§ EXERCISE INPUTS:
★ ★ ★ ★ ★ ★ ★

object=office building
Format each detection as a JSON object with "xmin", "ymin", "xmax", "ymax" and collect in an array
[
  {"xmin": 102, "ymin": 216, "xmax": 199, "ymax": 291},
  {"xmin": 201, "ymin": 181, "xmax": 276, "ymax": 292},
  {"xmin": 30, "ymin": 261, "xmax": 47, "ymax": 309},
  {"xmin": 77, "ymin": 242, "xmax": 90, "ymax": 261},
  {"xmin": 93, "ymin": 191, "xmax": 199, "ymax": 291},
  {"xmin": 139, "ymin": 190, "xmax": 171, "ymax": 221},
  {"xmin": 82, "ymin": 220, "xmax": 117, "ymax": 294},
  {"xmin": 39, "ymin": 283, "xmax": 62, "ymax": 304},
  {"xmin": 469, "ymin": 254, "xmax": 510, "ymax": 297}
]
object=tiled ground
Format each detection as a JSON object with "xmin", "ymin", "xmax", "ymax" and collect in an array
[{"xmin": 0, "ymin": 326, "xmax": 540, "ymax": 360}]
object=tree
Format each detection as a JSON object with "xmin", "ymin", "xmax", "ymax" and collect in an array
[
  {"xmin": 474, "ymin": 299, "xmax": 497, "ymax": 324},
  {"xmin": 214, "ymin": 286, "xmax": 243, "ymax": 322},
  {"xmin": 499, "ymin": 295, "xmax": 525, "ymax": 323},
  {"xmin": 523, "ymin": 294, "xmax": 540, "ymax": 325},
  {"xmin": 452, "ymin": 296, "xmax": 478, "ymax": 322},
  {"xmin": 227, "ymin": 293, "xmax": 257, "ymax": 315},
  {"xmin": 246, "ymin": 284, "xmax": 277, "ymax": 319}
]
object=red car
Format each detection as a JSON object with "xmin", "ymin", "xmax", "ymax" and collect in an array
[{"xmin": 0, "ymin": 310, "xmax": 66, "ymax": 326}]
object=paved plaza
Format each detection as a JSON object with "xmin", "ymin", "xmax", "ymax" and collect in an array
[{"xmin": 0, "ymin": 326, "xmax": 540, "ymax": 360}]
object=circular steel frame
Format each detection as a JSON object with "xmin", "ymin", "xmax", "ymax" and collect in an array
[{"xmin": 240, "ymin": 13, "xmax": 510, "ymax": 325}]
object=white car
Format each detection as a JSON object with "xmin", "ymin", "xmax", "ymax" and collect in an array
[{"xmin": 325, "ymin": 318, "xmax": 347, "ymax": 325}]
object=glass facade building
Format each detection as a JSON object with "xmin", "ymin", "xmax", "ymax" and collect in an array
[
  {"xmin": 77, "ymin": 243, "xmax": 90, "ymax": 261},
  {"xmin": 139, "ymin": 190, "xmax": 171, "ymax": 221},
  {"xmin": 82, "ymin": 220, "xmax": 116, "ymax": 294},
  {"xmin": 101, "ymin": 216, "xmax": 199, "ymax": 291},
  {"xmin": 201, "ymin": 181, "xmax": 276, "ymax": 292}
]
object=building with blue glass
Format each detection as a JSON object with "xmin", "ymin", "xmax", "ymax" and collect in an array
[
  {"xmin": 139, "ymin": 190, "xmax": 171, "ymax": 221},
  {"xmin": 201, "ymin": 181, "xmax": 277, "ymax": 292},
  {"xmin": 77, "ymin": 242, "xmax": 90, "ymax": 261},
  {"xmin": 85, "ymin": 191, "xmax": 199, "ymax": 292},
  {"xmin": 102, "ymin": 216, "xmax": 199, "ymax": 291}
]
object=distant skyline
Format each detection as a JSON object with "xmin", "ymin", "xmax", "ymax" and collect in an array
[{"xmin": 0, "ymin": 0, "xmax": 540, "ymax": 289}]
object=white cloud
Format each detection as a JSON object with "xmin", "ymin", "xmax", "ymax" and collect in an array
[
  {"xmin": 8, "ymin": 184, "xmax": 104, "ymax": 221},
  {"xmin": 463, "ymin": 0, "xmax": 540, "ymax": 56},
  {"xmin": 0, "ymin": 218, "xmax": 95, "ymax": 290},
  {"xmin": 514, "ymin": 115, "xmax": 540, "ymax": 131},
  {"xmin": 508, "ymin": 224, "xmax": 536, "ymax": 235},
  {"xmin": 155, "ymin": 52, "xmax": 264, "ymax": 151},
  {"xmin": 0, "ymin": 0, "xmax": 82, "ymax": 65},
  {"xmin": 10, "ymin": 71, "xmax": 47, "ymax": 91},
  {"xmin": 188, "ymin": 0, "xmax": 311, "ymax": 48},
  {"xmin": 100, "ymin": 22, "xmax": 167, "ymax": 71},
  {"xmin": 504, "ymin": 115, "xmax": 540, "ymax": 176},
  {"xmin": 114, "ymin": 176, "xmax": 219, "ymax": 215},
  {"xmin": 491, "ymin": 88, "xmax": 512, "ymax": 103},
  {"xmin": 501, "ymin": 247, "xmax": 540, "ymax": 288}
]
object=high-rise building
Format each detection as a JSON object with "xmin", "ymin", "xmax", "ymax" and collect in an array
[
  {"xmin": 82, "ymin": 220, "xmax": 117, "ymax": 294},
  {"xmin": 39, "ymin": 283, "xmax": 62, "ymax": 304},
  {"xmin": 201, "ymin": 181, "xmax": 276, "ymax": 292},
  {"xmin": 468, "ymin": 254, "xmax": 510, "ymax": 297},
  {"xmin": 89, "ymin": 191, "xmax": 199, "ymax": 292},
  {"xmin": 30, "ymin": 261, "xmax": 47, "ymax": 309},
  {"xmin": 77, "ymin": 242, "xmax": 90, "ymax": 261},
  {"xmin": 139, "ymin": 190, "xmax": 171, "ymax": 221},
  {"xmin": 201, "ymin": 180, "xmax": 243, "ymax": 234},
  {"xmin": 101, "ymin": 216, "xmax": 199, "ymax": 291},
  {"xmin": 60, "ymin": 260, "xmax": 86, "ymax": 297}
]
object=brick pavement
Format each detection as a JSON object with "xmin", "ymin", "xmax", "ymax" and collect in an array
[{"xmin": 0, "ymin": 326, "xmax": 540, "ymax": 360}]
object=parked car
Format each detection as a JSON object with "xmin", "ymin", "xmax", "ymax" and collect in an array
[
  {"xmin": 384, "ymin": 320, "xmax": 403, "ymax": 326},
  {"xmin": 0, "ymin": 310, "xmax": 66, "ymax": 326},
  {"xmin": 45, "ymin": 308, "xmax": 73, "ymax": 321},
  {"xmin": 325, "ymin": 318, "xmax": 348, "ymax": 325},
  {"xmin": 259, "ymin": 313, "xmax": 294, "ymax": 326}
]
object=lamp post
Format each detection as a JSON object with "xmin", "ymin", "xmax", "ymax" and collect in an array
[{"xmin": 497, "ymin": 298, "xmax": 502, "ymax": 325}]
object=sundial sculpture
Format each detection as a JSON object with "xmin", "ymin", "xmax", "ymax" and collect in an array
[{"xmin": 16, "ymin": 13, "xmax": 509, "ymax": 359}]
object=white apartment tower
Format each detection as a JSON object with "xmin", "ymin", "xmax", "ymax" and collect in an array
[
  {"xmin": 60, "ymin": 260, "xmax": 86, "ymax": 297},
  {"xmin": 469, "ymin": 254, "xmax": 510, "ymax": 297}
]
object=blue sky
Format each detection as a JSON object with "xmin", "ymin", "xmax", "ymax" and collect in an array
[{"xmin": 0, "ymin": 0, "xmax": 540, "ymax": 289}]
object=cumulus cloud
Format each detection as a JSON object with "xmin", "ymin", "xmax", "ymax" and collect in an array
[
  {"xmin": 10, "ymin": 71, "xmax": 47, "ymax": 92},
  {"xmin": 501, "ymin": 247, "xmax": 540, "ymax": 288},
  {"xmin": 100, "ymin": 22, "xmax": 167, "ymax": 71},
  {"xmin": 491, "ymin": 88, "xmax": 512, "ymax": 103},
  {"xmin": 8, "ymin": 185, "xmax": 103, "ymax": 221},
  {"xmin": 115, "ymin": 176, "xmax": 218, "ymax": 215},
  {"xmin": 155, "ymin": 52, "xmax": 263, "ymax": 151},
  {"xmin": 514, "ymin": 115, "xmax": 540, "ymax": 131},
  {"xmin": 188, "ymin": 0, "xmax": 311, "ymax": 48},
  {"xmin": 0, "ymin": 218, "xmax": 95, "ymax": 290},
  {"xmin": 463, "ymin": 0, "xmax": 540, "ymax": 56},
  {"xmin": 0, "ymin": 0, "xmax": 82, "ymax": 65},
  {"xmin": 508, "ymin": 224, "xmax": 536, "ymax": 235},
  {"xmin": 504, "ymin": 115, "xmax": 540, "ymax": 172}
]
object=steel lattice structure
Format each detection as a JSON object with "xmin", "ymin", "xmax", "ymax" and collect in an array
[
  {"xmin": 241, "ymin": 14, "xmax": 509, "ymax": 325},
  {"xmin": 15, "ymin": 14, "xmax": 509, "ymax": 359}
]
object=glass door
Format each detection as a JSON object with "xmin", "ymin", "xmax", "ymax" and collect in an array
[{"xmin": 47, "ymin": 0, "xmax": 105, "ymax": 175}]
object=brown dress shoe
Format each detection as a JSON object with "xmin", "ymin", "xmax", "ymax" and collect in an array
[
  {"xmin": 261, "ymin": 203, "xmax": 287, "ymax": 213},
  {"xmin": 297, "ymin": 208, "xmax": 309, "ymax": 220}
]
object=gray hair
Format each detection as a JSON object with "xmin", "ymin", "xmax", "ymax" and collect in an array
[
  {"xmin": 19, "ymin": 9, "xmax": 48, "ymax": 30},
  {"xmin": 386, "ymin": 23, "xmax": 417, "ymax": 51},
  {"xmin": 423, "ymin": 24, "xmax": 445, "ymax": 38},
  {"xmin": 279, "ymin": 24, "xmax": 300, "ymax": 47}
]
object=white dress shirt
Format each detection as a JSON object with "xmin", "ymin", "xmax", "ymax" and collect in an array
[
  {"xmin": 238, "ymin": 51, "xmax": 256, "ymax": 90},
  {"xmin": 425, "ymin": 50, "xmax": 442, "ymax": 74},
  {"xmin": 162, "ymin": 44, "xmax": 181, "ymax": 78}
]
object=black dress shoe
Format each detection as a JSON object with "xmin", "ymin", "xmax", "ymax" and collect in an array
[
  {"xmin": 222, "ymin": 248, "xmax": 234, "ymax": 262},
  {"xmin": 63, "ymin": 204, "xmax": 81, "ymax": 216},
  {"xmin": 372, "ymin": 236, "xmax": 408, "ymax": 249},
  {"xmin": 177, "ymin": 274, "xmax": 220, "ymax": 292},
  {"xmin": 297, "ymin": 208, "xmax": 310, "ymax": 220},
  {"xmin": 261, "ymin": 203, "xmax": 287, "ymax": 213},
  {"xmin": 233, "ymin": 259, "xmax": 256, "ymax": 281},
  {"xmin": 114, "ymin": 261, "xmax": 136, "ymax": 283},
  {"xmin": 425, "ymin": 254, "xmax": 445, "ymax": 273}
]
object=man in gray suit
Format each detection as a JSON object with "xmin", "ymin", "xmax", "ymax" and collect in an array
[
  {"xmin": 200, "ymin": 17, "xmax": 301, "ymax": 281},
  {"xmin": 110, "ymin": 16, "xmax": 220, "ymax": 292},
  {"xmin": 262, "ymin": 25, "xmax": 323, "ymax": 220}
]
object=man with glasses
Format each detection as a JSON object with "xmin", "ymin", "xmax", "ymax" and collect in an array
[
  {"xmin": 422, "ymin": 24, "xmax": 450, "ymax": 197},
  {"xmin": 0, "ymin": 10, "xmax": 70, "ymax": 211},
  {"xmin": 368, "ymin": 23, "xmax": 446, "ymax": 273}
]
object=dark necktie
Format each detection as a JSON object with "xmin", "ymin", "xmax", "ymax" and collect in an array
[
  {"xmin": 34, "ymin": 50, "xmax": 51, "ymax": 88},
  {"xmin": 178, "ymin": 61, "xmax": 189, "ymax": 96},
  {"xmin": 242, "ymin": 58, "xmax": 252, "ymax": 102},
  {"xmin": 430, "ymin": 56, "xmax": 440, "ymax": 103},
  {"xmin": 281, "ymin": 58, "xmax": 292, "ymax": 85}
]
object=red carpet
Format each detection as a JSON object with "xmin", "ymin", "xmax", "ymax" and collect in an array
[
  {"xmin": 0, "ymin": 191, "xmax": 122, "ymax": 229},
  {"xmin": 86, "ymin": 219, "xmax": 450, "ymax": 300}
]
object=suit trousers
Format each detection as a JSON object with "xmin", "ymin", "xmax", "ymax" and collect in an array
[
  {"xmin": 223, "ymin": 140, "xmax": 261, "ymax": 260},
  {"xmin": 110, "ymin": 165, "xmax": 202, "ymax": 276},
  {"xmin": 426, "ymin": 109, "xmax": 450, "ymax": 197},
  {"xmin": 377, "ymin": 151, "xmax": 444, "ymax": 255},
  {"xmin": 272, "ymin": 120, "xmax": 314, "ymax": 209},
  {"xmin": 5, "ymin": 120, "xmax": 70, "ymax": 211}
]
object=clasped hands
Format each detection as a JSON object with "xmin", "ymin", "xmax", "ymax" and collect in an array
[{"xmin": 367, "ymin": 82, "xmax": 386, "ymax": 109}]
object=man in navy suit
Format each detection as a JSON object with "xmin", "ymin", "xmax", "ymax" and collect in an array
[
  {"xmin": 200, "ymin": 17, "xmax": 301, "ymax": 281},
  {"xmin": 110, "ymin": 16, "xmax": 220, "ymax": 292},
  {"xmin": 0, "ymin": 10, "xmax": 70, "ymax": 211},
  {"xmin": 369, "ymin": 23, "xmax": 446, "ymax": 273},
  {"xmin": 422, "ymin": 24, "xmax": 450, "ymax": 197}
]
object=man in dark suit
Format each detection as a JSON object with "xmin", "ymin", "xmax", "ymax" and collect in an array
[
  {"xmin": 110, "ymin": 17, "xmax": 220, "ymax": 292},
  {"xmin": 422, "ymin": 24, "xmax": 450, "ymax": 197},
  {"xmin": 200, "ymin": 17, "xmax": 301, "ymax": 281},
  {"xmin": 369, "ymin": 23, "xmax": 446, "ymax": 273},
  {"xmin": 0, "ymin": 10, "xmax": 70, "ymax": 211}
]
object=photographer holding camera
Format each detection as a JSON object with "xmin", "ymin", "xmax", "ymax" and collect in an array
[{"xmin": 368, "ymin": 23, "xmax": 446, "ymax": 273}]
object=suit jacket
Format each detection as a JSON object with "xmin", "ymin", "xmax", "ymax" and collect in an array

★ ★ ★ ★ ★ ★ ★

List every line of the records above that contains the word "gray", copying each matching line in full. Count a line only when the word matches in case.

§ FINAL ANSWER:
object=gray hair
object=man in gray suit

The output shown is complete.